((

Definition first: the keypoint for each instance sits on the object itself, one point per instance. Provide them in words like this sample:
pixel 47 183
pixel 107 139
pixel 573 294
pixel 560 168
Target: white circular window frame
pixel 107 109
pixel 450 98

))

**WHAT YOU WILL DO**
Give the data again in full, exactly.

**ANSWER SECTION**
Definition first: the keypoint for each instance sits on the object itself, one point per instance. Provide them in words like this sample:
pixel 47 183
pixel 107 139
pixel 573 294
pixel 560 168
Target: white circular window frame
pixel 107 109
pixel 450 98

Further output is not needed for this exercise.